● Record excerpts
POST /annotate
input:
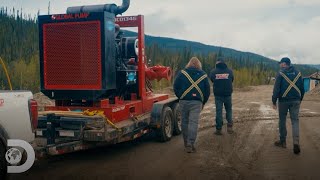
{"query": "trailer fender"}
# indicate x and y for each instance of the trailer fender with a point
(157, 108)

● About this task
Set down only these lines, exactly: the one containing "# indicate x" and each line after it through the end of the entries above.

● Task solution
# indicate x and y for each instance of the trailer fender with a point
(157, 108)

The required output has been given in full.